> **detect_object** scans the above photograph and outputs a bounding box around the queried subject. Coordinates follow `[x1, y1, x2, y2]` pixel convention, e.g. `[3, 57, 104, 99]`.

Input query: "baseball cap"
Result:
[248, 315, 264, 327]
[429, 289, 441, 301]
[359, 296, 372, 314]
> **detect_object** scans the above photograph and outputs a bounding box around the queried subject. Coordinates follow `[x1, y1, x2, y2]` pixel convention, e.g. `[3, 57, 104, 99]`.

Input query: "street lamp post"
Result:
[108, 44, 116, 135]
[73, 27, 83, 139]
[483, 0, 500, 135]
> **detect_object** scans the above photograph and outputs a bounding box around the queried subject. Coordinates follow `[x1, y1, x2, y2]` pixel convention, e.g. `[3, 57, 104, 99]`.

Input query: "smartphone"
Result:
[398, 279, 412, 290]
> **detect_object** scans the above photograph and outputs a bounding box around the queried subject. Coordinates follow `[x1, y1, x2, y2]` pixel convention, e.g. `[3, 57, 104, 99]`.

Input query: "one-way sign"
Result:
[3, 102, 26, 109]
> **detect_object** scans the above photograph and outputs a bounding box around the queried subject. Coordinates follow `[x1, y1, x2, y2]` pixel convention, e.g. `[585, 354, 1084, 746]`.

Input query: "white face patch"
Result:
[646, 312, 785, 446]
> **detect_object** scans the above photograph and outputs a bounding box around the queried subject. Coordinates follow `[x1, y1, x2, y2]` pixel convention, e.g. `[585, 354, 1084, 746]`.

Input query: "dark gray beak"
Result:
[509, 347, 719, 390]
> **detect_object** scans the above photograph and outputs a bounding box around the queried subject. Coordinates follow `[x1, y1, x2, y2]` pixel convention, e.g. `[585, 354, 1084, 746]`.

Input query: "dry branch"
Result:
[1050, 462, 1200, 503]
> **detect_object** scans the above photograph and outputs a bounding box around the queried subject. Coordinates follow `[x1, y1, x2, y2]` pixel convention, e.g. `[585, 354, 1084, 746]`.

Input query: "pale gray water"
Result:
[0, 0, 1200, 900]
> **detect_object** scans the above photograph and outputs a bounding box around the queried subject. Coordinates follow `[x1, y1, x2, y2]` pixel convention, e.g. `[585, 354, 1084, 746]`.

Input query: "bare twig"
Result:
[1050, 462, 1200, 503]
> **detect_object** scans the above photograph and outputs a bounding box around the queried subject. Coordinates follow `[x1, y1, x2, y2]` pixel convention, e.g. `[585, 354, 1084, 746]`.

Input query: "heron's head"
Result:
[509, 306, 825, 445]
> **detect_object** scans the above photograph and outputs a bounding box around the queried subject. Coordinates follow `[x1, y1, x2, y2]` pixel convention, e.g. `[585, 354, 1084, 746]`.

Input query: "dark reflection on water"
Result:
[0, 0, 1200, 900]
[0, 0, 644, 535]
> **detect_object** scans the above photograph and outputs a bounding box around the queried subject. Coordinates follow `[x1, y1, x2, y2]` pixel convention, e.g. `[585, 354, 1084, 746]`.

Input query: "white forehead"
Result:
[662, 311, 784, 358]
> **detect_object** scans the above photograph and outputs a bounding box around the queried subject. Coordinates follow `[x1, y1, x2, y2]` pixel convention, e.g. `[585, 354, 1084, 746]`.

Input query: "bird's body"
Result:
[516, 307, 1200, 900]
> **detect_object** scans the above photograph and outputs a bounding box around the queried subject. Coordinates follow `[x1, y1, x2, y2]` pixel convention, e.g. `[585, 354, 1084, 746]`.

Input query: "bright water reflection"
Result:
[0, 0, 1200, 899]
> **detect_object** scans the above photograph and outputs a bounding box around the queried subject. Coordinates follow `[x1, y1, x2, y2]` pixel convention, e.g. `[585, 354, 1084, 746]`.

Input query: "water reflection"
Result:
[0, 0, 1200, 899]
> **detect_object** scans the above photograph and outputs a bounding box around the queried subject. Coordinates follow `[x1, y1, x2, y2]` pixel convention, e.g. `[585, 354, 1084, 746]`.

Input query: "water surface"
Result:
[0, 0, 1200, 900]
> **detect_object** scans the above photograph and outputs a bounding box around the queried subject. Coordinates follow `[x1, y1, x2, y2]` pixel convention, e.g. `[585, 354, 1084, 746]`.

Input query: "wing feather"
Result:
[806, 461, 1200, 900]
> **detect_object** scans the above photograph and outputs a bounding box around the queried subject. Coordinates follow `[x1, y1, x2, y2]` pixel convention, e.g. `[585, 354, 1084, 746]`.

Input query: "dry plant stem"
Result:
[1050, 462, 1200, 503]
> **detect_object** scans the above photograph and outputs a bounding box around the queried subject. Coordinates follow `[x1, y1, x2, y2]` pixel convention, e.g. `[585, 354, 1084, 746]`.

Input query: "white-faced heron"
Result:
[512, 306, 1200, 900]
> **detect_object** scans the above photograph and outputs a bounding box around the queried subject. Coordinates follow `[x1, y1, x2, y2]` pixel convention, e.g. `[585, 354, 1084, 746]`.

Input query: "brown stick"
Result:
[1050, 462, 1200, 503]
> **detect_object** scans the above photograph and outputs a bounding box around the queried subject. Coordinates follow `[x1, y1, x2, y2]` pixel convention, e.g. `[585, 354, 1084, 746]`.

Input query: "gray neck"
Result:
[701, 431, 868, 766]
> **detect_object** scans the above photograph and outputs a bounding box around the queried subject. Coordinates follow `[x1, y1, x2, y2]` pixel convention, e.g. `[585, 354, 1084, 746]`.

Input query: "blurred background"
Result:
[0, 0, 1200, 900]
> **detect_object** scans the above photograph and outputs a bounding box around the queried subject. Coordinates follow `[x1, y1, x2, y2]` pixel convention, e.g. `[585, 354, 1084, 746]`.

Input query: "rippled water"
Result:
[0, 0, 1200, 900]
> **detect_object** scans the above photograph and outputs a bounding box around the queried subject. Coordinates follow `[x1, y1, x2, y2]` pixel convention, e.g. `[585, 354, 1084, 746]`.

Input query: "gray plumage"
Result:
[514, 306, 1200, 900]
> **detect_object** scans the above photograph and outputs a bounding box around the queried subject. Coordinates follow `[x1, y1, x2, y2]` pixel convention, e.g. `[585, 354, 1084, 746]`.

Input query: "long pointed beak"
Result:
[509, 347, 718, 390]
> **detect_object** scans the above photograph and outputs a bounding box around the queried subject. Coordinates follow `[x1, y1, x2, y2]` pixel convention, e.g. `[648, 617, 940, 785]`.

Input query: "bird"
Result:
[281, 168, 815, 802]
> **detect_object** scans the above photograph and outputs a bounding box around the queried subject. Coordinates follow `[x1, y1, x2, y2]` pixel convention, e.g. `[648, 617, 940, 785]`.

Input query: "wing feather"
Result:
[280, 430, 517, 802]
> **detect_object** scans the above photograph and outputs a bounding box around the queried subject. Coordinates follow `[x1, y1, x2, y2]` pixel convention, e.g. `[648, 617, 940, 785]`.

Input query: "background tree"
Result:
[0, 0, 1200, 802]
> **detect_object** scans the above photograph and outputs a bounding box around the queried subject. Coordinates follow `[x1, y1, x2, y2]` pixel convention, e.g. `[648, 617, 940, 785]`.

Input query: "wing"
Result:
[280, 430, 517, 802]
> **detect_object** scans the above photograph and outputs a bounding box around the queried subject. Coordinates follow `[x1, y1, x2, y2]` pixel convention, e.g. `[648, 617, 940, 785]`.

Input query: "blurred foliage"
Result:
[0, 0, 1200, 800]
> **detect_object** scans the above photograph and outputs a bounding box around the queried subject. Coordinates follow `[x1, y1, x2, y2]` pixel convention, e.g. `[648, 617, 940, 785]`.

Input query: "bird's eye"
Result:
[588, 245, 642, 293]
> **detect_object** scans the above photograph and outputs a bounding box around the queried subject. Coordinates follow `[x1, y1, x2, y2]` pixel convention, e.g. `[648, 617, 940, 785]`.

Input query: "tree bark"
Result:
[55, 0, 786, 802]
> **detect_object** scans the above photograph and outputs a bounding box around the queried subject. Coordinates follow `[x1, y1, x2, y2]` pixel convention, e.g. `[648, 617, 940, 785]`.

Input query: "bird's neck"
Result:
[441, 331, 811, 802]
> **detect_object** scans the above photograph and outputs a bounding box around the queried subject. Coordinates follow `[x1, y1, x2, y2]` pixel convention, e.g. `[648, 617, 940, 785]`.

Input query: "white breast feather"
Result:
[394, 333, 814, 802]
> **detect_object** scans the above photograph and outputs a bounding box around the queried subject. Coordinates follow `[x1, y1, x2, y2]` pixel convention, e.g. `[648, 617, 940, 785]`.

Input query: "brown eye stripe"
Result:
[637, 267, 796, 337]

WHAT YOU WILL DO. Reproduce the rows above word for word, from their first line through the line that contains "[483, 0, 500, 135]", including that line. Stop there.

RESPONSE TO THE TASK.
> **detect_object** scans the above photograph and outputs a bounding box around the queried subject. Coordinates follow `[x1, y1, x2, y2]` pixel convention, e.g. `[3, 57, 104, 99]`.

Input query: "baseball cap"
Result:
[248, 315, 264, 327]
[429, 289, 441, 301]
[359, 296, 372, 314]
> **detect_object** scans the above photograph and outputs a bounding box around the queried subject. Coordinates follow `[x1, y1, x2, y2]` pixel convention, e.g. `[3, 57, 104, 99]`.

Input query: "street lamp post"
Result:
[108, 44, 116, 135]
[73, 27, 83, 139]
[483, 0, 500, 135]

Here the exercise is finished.